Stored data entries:
■ ■ ■ ■ ■ ■ ■
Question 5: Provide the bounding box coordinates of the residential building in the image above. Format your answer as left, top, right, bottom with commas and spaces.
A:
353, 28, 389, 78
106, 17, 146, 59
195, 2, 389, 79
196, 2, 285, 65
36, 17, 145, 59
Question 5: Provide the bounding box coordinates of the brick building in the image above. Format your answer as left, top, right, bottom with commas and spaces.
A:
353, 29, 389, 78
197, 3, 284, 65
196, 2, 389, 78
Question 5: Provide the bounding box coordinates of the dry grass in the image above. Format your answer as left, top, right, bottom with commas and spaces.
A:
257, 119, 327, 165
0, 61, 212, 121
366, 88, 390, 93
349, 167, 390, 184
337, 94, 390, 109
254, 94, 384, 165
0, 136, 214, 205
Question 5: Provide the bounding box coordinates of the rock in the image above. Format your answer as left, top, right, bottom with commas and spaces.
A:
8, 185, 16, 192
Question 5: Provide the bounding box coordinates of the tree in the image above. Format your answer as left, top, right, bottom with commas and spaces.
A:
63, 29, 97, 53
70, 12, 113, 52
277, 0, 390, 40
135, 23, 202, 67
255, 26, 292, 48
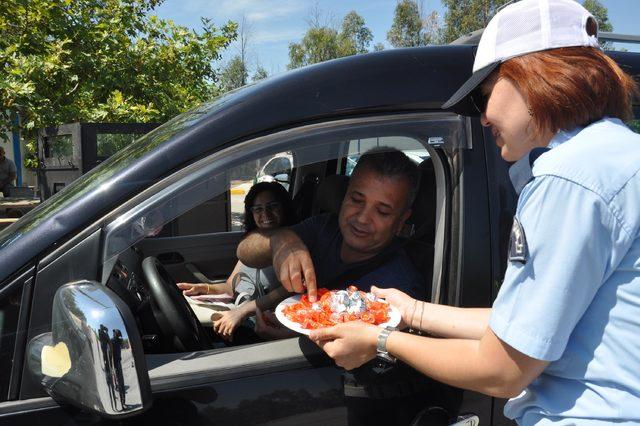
■ ■ ■ ■ ■ ■ ■
Task:
Wherever the string "building" appears in the records above, copy the line it sits in.

Result for this exercise:
Question 5: Provide the bounding box coordinates of the residential building in the image above. Format your answer as left, top, right, bottom with commas and spaces.
Question 5: Provide the bounding box coordinates of the brick building in the image above. Format your answer as left, top, right, bottom with commas and spaces.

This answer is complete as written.